──────── Entries shown ────────
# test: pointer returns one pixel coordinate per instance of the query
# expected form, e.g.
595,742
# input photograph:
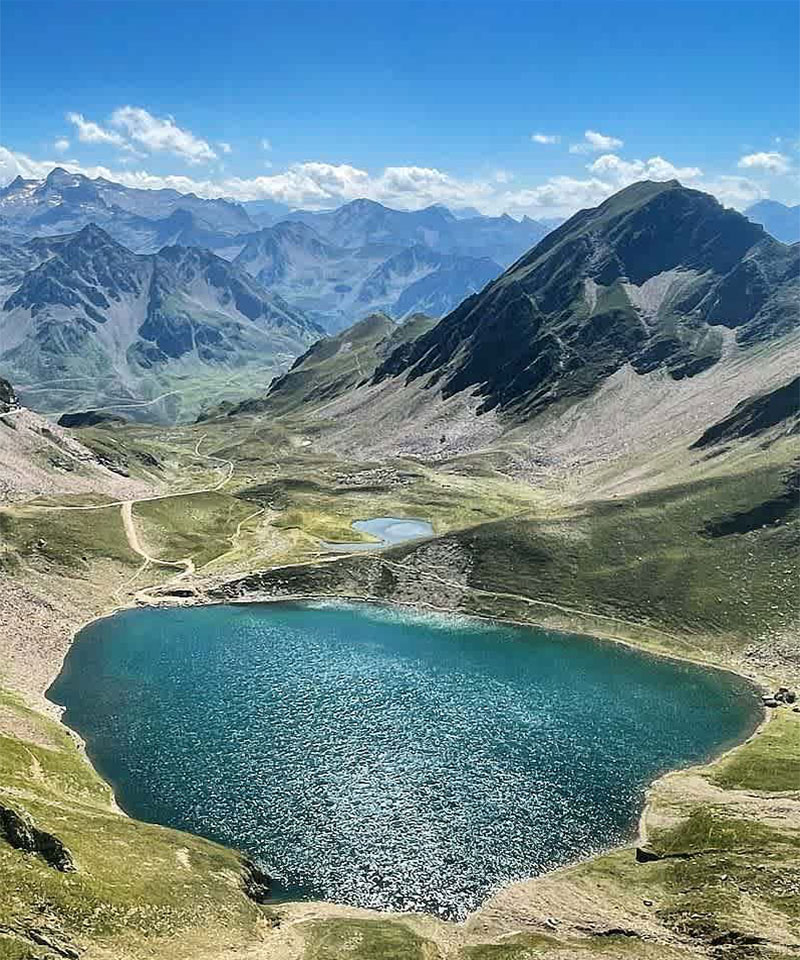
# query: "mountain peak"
59,177
91,232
────────
Could you write the entries out again exactly, without their pictures?

◆ Task output
# test: pointer returns one pixel coordinate per instance of the query
# expected form, e.g.
595,742
# input photograph:
# query: "mountain peak"
59,177
91,232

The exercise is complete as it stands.